*WHAT THE TASK REQUIRES*.
Lay out the entries below as a two-column CSV with the columns instruction and points, covering only the span from the line that contains "Task: place one keypoint on every instance of the dark" through the end of the entries. Give one row per entry, with its text and its answer each in a single quoted field and any line breaks replaced by spaces.

┄┄┄┄┄┄┄┄┄┄

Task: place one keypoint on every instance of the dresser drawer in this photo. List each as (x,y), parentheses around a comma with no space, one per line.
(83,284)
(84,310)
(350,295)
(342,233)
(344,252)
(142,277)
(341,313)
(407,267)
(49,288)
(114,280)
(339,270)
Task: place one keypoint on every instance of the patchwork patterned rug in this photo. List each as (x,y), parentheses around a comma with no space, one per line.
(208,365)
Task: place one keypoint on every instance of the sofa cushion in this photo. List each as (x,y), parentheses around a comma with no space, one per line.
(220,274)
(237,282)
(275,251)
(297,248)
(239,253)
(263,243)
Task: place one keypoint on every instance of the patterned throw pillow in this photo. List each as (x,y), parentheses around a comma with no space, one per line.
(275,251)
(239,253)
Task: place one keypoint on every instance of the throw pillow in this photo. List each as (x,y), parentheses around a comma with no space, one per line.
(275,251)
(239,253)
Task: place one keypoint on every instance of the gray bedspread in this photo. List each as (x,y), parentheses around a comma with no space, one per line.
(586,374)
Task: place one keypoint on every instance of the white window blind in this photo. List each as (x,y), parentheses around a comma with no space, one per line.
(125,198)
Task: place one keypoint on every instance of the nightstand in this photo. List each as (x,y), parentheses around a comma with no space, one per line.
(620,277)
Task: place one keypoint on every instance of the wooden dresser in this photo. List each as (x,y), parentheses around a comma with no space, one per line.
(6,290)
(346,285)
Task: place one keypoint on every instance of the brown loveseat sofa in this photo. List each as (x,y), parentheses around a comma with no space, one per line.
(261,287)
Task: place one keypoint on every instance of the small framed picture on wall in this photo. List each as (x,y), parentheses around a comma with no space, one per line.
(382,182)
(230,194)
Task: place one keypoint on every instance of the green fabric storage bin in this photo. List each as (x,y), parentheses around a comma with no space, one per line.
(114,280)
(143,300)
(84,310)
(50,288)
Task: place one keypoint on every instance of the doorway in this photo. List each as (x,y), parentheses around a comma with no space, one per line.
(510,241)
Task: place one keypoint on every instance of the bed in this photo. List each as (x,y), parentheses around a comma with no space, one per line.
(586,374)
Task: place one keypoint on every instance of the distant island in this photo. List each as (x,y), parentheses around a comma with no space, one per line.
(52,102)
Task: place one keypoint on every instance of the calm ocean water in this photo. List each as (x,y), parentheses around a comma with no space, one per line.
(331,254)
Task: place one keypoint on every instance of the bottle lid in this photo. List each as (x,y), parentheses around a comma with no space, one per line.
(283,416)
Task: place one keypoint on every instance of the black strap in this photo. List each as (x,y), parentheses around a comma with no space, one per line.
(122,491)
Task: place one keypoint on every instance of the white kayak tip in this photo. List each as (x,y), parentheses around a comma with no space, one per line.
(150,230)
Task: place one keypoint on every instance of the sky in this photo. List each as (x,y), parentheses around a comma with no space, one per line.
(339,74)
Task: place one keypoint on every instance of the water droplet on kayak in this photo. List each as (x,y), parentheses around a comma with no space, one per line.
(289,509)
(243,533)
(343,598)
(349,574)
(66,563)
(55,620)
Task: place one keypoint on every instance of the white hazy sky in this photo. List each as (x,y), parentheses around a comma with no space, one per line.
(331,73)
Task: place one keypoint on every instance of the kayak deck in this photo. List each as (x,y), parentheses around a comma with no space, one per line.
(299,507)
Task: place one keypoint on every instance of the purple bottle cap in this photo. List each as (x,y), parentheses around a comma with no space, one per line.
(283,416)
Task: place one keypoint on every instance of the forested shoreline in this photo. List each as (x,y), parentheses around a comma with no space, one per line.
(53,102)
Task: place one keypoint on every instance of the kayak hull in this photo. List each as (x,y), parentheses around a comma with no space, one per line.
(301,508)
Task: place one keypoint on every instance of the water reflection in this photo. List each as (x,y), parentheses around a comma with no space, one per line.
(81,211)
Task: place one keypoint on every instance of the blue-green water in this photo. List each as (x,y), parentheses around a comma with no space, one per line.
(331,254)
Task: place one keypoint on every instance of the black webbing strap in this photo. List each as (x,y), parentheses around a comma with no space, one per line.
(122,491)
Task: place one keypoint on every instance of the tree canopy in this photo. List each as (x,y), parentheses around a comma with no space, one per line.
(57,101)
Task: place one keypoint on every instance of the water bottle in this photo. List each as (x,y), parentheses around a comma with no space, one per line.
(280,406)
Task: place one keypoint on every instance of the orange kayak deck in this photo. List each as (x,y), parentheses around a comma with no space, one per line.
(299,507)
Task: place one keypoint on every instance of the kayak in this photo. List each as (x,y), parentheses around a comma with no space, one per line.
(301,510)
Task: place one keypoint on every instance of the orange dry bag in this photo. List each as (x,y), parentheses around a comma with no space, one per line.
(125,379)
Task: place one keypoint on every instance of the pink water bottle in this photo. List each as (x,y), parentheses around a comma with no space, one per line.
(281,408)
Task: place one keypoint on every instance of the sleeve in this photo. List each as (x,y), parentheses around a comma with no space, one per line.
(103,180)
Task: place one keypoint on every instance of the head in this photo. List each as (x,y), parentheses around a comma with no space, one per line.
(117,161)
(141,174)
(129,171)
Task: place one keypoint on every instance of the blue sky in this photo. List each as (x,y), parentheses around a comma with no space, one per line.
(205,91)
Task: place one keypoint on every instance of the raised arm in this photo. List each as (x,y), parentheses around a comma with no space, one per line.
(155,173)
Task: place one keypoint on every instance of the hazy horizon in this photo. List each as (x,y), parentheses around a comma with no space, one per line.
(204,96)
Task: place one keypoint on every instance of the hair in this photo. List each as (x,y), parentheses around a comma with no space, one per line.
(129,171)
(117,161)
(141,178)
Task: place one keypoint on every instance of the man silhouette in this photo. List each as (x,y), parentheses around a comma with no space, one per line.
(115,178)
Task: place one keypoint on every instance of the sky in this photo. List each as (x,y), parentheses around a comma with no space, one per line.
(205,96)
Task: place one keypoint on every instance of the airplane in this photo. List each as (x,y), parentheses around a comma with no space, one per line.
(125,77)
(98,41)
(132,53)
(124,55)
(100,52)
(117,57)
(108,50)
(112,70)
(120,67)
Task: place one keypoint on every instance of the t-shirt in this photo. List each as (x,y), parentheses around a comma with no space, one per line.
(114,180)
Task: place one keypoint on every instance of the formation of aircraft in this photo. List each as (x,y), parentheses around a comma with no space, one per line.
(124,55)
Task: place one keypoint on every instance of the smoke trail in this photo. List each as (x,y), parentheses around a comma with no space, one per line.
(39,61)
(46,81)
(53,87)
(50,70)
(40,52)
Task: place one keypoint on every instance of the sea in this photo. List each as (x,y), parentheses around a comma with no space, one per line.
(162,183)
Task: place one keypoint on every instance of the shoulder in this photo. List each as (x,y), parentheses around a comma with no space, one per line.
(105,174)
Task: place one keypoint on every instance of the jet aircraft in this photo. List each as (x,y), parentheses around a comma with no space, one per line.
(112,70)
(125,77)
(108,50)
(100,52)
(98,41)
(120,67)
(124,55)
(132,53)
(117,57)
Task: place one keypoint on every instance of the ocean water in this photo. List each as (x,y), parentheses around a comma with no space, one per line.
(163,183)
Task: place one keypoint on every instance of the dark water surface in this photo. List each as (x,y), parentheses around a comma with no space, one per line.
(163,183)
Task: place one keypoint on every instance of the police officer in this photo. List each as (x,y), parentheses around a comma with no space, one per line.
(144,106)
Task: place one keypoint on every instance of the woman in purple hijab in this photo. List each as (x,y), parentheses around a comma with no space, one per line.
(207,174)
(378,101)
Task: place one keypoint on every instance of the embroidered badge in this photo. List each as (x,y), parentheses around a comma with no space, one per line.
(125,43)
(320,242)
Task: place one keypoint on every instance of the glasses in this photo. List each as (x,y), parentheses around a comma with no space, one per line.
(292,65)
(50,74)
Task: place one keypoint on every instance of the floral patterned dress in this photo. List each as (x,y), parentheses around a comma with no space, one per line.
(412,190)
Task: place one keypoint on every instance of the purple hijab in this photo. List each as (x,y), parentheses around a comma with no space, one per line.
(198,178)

┄┄┄┄┄┄┄┄┄┄

*WORKED SOLUTION*.
instruction,points
"Task: place one keypoint on every instance of the dark water surface in this photo. List each as (x,y), parentheses around a comma with no space, one per line.","(163,183)"
"Task: place one keypoint on every instance of the police officer in this photo. List each as (x,y), parentheses around a comma with no space, one per line.","(144,106)"
"Task: place one keypoint on every instance of the woman in purple hijab in this photo. List each as (x,y), parentheses around a comma with no space, one per line.","(207,174) (378,101)"
"Task: place one keypoint on every instance of the embroidered badge in this photo. List each as (x,y), parentheses around a comma with no space, one per line.","(125,43) (320,242)"
"Task: place one keypoint on every instance of the glasses in this photo. List each as (x,y), parentheses around a comma with no space, one per line.","(292,65) (50,74)"
"Task: place one keypoint on every instance of the floral patterned dress in this photo. List each as (x,y), parentheses around a comma with no space, one per line.","(412,190)"
"Task: place one keypoint on every instance of the purple hijab in this photo. List each as (x,y), parentheses around a comma with no space, one per line.","(198,178)"